[Vorgegebener Text]

·····

Der Rückhalt wenn man sich rechtfertigen muss
Im Privaten sind Tagebücher nicht mehr so aktuell wie früher, aber bei Vielen immer noch ein unentbehrliches Werkzeug. Sie haben die Aufgabe den Tag zu verarbeiten und das Wesentliche, was einem bewegt hat, festzuhalten. In einem Projekt ist es sehr ähnlich. Jeder Projektleiter sollte wissen, was an einem hektischen Tag Wesentliches passiert ist. Wie viele Projektleiter kennen Sie, die ein Projekttagebuch führen?

·····

[Übungsaufgaben]
• a. Stellen Sie sämtliche Zeilen der Auflistung unten als nummerierte Liste dar und lassen Sie Leerzeilen weg.
• b. Führen Sie den Text über das Projekttagebuch oben weiter.

·····

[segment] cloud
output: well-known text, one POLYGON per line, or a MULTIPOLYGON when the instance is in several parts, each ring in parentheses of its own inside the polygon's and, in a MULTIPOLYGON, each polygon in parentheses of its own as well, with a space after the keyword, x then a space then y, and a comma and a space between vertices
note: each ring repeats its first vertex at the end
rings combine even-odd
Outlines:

·····

[Gegebene Antworten]
• a.
1. [segment] cloud
2. output: well-known text, one POLYGON per line, or a MULTIPOLYGON when the instance is in several parts, each ring in parentheses of its own inside the polygon's and, in a MULTIPOLYGON, each polygon in parentheses of its own as well, with a space after the keyword, x then a space then y, and a comma and a space between vertices
3. note: each ring repeats its first vertex at the end
4. rings combine even-odd
5. Outlines:

• b.
Wenn man bedenkt, wie vergesslich wir sind, dann ist es erstaunlich, wie sich die Vorgesetzten und Auftraggeber auf Ihre Projektleiter verlassen. Spätestens wenn man sich vor seinem Chef oder vor dem Kunden rechtfertigen oder schnell Auskunft geben muss, wird das Gedächtnis ohne Tagebuch massiv strapaziert. Das Tagebuch ist nicht nur wichtig für den Projektleiter, sondern auch für seine Vorgesetzten und das Unternehmen selbst. Es kann entscheidend sein vor Gericht, kann im schlimmsten Fall vor der Insolvenz bewahren oder für einen guten Weihnachtsbonus sorgen. Nur wer die passenden Informationen zeitgerecht bereit hat kann kompetent auftreten und sich und sein Unternehmen verteidigen oder schützen.
Es gibt Unternehmen oder Organisationen, die schreiben Projekttagebücher und deren Inhalt vor, speziell im Baubereich.
Besprechungsprotokolle sind nicht genug
Besprechungsprotokolle dokumentieren besprochenes aber meist nur Entscheidungen in Sitzungen. In der Baubranche werden Bautagebücher verwendet. Dies ist gute Sache und da ist die Baubranche tatsächlich den anderen Branchen einiges voraus Projektereignisse zu dokumentieren.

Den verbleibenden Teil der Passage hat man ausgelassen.